(Stored data)
•••••
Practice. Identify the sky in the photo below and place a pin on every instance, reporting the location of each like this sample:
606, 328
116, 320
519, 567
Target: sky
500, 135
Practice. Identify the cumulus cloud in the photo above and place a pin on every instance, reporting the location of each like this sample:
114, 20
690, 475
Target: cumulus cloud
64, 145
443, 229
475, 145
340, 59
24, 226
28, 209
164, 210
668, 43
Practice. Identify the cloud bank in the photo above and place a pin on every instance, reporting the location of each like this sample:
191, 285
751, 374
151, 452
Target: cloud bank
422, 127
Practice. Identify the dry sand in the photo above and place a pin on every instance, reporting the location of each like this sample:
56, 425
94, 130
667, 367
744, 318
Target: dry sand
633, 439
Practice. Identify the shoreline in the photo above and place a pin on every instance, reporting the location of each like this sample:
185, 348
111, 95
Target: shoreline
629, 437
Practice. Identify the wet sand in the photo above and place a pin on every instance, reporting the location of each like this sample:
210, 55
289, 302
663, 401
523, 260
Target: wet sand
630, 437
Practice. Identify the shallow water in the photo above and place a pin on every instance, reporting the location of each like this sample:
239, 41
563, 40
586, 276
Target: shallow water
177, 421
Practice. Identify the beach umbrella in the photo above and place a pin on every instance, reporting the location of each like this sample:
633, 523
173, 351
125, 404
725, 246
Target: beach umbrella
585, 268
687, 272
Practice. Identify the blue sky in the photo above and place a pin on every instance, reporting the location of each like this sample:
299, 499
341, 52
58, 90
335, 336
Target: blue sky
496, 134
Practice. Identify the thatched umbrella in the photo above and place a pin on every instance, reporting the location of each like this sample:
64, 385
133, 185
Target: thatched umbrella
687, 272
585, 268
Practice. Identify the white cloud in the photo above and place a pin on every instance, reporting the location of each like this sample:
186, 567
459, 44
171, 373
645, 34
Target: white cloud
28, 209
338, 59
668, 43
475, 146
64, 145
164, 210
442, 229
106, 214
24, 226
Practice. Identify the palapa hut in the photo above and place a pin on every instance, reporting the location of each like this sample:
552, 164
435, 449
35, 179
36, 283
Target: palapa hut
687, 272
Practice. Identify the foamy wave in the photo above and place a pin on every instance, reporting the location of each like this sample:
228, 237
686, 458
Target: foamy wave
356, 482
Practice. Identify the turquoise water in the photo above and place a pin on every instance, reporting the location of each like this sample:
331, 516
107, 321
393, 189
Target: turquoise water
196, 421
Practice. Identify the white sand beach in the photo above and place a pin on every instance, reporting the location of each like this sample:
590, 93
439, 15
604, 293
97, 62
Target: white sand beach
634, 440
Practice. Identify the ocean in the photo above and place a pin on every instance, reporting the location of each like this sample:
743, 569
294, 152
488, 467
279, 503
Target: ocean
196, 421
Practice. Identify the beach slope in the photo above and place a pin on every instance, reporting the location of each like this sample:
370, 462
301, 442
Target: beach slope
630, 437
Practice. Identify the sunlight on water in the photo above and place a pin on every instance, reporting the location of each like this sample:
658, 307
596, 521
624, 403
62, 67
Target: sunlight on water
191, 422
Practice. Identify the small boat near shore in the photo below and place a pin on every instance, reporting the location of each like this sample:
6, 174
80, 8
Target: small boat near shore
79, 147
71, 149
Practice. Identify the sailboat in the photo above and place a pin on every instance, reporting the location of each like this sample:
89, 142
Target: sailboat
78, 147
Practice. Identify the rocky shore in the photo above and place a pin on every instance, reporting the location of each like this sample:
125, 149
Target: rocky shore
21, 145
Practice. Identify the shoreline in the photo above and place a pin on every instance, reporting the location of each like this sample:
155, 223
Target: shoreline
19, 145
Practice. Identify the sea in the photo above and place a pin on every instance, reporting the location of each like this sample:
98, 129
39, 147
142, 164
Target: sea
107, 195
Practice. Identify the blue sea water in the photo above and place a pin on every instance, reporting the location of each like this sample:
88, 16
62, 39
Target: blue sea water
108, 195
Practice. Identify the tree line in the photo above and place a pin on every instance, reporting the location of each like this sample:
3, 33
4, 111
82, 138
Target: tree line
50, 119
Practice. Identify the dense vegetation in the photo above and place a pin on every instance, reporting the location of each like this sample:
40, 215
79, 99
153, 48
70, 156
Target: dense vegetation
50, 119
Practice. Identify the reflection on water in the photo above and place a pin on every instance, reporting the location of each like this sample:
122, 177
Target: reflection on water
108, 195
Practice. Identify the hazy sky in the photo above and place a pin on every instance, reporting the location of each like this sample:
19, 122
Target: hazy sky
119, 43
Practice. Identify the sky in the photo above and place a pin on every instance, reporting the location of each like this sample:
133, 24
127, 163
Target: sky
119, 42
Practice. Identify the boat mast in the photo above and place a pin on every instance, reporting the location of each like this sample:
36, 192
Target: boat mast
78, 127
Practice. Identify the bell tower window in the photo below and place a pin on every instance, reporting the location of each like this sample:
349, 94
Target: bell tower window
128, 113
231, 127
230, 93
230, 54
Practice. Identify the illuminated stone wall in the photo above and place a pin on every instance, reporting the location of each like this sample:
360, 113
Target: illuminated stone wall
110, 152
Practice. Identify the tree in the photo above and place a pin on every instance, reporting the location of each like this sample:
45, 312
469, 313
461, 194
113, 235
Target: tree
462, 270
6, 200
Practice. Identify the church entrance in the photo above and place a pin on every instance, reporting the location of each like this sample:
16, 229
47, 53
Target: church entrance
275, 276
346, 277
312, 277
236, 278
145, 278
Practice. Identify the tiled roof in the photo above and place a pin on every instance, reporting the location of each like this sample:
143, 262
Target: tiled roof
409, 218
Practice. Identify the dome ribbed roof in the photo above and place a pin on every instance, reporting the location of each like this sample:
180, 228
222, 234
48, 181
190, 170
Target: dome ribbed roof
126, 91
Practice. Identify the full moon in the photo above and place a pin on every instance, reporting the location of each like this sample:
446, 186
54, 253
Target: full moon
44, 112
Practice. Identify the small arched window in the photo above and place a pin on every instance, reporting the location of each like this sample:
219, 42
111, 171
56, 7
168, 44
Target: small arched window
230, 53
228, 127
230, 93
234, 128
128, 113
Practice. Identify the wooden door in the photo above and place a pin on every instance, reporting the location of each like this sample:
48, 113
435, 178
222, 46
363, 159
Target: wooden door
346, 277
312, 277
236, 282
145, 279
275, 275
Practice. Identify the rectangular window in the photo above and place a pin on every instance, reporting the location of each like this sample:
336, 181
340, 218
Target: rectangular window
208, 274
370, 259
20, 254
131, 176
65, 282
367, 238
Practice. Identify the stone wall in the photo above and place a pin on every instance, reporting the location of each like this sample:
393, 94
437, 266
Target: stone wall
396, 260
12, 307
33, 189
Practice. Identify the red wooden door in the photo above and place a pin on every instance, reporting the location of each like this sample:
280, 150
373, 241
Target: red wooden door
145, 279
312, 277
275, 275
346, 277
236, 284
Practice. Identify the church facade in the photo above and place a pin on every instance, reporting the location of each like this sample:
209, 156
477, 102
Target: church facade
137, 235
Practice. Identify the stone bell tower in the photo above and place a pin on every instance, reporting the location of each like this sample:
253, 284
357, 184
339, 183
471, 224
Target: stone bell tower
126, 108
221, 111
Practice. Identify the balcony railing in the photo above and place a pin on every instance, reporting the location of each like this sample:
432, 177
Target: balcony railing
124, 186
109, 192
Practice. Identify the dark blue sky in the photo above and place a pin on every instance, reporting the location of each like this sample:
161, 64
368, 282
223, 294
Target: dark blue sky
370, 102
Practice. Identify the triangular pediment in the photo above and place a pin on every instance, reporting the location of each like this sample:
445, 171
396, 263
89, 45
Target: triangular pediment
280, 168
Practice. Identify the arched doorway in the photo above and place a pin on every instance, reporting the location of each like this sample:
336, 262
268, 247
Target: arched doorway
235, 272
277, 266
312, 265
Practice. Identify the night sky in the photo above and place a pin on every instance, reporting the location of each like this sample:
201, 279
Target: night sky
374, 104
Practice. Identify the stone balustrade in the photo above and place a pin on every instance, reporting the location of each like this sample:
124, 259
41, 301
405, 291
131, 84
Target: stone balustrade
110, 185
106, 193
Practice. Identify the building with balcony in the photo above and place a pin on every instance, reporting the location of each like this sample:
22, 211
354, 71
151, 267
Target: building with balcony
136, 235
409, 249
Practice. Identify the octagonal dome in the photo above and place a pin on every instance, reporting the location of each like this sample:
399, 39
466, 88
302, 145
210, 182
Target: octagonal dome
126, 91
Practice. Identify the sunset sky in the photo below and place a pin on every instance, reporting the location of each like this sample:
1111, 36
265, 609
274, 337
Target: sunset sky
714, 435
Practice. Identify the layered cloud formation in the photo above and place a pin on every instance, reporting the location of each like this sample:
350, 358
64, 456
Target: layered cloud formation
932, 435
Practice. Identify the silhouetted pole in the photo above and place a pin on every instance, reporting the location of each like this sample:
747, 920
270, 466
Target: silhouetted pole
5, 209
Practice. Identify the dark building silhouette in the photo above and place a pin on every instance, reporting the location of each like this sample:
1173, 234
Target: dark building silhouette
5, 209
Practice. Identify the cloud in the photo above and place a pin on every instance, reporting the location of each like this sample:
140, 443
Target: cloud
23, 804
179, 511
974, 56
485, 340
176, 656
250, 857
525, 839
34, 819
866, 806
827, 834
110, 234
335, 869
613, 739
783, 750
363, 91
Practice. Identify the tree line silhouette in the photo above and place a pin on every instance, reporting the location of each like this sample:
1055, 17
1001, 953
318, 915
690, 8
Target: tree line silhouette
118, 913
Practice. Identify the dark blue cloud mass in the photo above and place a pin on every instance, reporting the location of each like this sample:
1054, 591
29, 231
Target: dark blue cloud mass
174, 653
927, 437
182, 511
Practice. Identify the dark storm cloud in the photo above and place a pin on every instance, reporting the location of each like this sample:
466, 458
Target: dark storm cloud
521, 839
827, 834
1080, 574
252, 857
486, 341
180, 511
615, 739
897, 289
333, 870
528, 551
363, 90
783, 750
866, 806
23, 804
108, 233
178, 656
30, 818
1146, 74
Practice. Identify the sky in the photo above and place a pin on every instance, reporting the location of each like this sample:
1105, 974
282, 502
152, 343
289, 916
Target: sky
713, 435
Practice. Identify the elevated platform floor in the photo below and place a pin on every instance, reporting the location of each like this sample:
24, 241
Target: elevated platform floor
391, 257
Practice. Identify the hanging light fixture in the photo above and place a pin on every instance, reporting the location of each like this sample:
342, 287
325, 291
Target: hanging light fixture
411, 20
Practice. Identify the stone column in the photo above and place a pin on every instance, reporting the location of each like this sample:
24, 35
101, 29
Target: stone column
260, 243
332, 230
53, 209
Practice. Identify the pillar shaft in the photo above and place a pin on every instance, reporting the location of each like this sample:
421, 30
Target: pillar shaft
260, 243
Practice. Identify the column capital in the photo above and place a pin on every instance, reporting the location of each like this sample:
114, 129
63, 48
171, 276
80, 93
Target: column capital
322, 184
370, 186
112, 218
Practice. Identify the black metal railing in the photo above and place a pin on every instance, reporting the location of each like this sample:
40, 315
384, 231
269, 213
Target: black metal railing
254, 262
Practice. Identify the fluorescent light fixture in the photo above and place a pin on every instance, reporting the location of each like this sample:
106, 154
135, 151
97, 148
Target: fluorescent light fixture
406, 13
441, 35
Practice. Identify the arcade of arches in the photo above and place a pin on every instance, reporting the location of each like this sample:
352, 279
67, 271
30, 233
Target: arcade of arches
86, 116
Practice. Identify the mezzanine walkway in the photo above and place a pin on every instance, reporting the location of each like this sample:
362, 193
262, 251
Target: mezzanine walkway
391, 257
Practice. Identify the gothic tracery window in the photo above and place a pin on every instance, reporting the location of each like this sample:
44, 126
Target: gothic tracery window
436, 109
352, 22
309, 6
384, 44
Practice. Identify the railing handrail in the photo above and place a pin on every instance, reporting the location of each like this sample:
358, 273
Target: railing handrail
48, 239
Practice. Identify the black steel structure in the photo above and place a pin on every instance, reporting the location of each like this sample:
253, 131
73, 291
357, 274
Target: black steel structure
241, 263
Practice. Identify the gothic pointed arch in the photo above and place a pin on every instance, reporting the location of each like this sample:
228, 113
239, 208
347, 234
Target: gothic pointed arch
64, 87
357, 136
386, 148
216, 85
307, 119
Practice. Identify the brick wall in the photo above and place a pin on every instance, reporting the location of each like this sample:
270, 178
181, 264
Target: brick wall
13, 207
•••••
→ **Requirements**:
Through the last line of the entries above, beginning at the line containing "Practice. Identify the gothic tracery", transcribe each line exactly, both ends included and nothing more.

→ **Output of the task**:
Practice. Identify the gothic tracery window in the photo above and place a pin on every instance, reporting the location of each like this sample:
44, 126
Target: gothic tracery window
436, 109
352, 22
309, 6
384, 44
Practice. Identify the railing handrail in the photo above and place a pin on every instance, reporting the location of each like this sample:
358, 273
Target: railing handrail
48, 239
Practice. Identify the black steel structure in the photo above and place a pin on every instance, reporting the location of each like this sample:
253, 131
73, 291
357, 274
Target: black steel structure
241, 263
Practice. Identify the gothic pointed arch in the photo above and place a pin on every instance, reporting the location of each like this sample:
228, 113
239, 208
347, 234
Target: gothic pointed arch
64, 87
357, 136
386, 148
216, 85
307, 119
Practice. Identify the brick wall in the photo above and place a pin on every instance, reporting the location of each like this sample:
270, 178
181, 264
Target: brick wall
13, 207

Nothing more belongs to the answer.